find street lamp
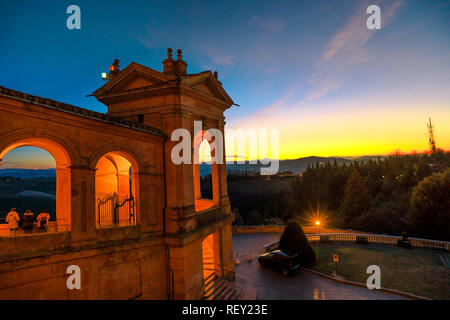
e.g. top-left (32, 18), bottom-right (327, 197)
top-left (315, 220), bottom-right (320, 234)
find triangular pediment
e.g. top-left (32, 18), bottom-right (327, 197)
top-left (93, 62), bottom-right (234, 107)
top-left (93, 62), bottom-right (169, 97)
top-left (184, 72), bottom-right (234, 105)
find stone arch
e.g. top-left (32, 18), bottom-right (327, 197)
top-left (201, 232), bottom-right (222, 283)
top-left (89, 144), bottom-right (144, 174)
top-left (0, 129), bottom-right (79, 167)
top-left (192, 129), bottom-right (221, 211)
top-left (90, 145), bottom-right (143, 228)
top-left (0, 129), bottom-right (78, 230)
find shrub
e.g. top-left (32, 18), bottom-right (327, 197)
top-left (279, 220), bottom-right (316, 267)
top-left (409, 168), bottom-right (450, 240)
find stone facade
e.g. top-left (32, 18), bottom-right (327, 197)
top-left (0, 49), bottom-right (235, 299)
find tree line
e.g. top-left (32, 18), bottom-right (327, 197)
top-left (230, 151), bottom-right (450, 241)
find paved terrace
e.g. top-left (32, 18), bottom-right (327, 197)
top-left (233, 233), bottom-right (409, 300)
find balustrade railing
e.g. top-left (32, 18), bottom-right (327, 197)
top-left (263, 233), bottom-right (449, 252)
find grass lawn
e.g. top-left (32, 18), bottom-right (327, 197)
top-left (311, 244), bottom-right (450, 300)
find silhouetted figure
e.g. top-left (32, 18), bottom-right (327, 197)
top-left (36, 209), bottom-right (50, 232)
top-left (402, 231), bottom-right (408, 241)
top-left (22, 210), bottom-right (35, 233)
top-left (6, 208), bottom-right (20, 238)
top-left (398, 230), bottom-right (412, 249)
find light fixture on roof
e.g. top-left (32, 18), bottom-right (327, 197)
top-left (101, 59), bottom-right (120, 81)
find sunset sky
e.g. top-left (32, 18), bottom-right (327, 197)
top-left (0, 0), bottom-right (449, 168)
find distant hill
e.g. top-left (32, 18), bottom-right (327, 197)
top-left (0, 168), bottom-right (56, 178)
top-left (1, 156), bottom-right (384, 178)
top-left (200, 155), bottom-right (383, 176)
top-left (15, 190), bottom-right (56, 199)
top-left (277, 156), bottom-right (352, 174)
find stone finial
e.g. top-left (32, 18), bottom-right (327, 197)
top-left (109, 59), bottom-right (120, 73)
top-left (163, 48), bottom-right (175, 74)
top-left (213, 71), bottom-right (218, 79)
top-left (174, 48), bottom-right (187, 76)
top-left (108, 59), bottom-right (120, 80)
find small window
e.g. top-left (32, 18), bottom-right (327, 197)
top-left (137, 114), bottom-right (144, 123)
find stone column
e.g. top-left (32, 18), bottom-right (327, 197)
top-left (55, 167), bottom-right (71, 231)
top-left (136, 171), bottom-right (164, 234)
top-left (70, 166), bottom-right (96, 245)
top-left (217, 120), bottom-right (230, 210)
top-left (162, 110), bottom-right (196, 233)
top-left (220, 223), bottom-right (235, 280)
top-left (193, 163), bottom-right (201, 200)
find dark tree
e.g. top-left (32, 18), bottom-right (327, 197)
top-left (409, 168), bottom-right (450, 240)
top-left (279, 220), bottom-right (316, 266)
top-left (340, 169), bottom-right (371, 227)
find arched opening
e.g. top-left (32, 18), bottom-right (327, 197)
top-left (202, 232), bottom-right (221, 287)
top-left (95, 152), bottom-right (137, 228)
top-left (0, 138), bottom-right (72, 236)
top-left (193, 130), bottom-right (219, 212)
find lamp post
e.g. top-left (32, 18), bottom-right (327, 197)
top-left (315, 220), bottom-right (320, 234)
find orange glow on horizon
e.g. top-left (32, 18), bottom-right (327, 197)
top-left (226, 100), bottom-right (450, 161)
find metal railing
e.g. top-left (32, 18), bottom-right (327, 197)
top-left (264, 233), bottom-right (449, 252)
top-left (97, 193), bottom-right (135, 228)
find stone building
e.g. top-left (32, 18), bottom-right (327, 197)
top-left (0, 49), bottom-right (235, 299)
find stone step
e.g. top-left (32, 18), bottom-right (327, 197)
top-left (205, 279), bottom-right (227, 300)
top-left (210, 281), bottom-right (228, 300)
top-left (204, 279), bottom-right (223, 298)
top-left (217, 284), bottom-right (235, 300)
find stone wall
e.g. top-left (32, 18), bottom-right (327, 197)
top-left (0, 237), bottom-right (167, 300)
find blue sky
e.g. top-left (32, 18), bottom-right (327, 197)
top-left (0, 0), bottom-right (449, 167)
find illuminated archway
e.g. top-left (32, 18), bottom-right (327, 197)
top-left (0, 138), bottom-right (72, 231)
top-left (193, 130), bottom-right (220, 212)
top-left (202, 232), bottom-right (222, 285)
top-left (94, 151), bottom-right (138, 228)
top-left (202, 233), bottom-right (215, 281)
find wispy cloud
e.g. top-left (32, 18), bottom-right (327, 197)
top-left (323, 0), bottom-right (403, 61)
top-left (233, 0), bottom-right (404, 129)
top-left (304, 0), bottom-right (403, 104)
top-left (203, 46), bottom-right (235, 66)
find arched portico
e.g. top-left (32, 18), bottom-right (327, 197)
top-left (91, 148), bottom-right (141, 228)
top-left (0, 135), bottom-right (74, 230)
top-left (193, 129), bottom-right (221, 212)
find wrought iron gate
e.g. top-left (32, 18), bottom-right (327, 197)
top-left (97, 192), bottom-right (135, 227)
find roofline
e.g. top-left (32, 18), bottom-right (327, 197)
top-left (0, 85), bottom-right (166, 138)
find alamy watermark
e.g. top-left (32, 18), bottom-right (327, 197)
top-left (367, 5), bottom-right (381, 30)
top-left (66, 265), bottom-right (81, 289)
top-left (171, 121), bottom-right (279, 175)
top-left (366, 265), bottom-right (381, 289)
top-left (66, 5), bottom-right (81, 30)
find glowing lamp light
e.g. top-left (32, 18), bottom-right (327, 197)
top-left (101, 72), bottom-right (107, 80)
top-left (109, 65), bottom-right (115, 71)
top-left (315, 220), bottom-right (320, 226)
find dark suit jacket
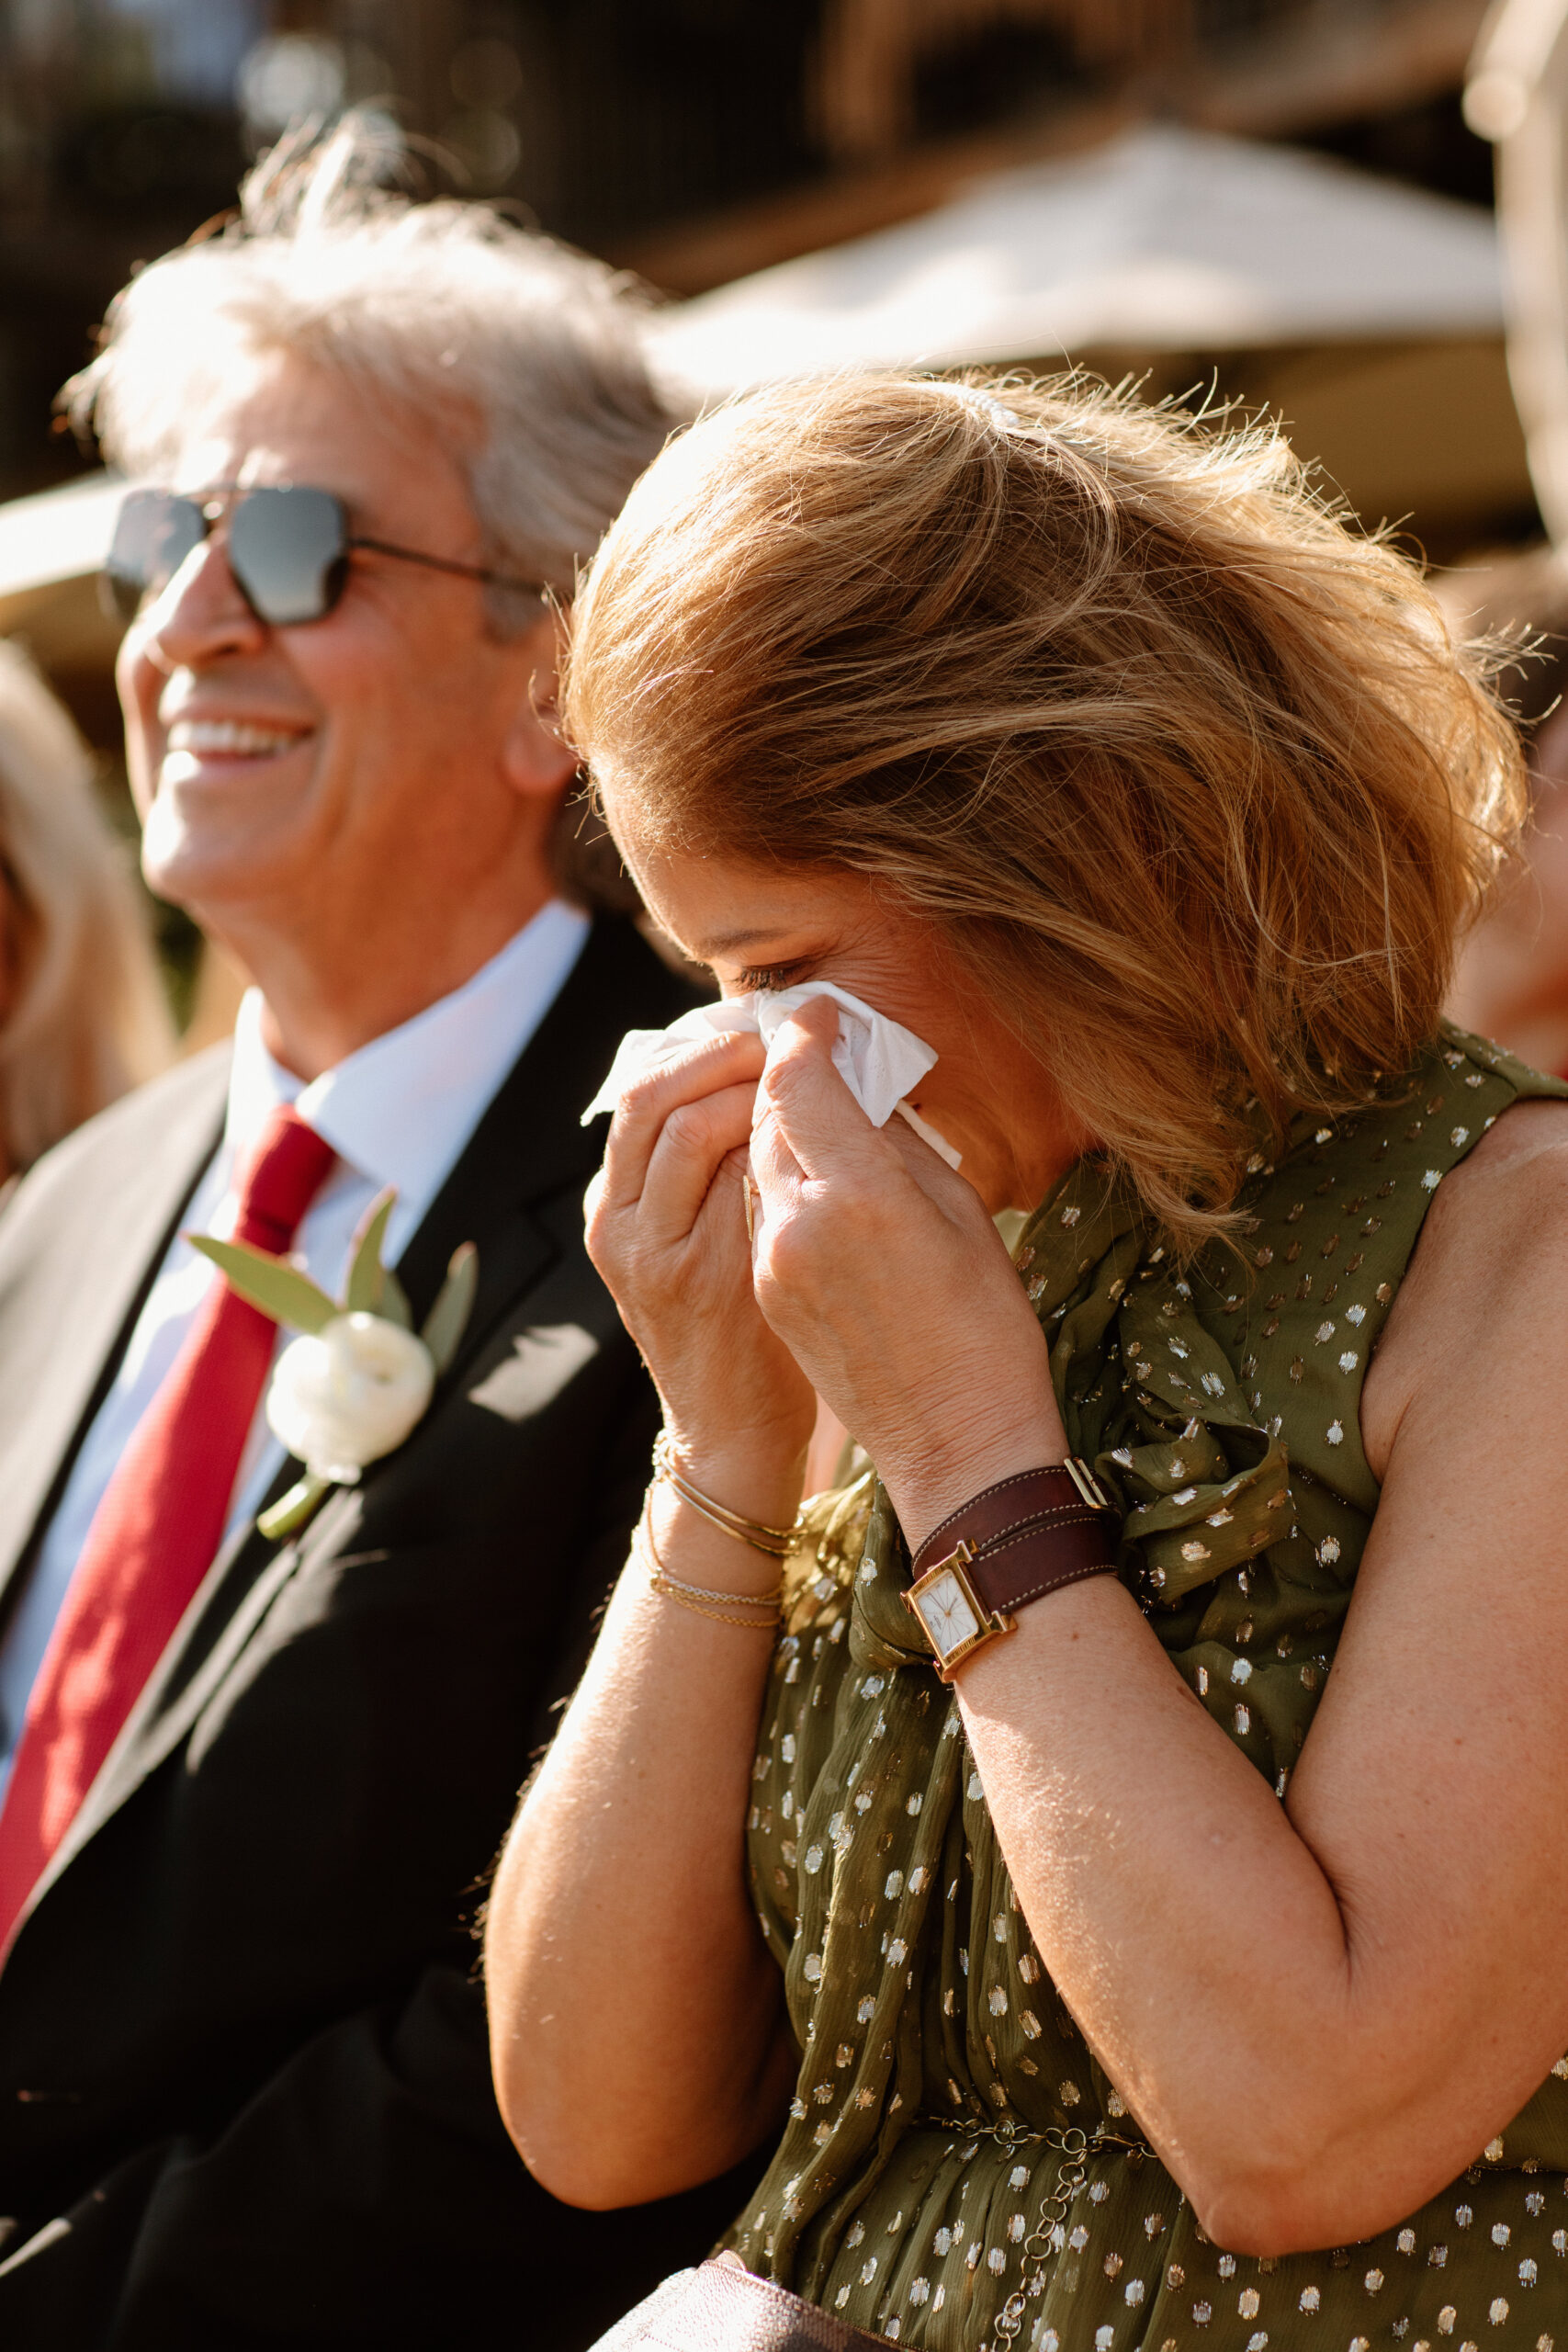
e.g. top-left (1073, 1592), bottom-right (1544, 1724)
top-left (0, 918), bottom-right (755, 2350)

===============

Task item:
Precisely the lines between those holding "find paved terrace" and "find arched opening", inclusive, are to be reproduced from the listing above, with nothing added.

Result of the exercise:
find paved terrace
e.g. top-left (32, 18), bottom-right (327, 197)
top-left (233, 233), bottom-right (409, 300)
find balustrade railing
e.g. top-left (32, 18), bottom-right (327, 197)
top-left (263, 233), bottom-right (449, 252)
find grass lawn
e.g. top-left (32, 18), bottom-right (327, 197)
top-left (311, 244), bottom-right (450, 300)
find silhouetted figure
e.g. top-left (32, 18), bottom-right (327, 197)
top-left (36, 209), bottom-right (50, 232)
top-left (402, 231), bottom-right (408, 241)
top-left (22, 210), bottom-right (35, 233)
top-left (6, 208), bottom-right (20, 238)
top-left (398, 230), bottom-right (412, 249)
find light fixture on roof
e.g. top-left (32, 18), bottom-right (327, 197)
top-left (101, 59), bottom-right (120, 81)
find sunset sky
e.g. top-left (32, 18), bottom-right (327, 197)
top-left (0, 0), bottom-right (449, 168)
find distant hill
e.g. top-left (32, 18), bottom-right (327, 197)
top-left (0, 168), bottom-right (56, 178)
top-left (1, 156), bottom-right (384, 178)
top-left (200, 155), bottom-right (383, 176)
top-left (15, 190), bottom-right (56, 199)
top-left (277, 156), bottom-right (352, 174)
find stone finial
e.g. top-left (32, 18), bottom-right (327, 197)
top-left (109, 59), bottom-right (120, 73)
top-left (163, 48), bottom-right (175, 74)
top-left (213, 71), bottom-right (218, 79)
top-left (174, 48), bottom-right (187, 76)
top-left (108, 59), bottom-right (120, 80)
find small window
e.g. top-left (32, 18), bottom-right (327, 197)
top-left (137, 114), bottom-right (144, 123)
find stone column
e.g. top-left (32, 18), bottom-right (327, 197)
top-left (55, 167), bottom-right (71, 231)
top-left (136, 171), bottom-right (164, 234)
top-left (70, 166), bottom-right (96, 245)
top-left (217, 120), bottom-right (230, 210)
top-left (162, 110), bottom-right (196, 233)
top-left (220, 223), bottom-right (235, 280)
top-left (193, 163), bottom-right (201, 200)
find dark tree
e.g. top-left (32, 18), bottom-right (327, 197)
top-left (409, 168), bottom-right (450, 240)
top-left (279, 220), bottom-right (316, 266)
top-left (340, 169), bottom-right (371, 227)
find arched opening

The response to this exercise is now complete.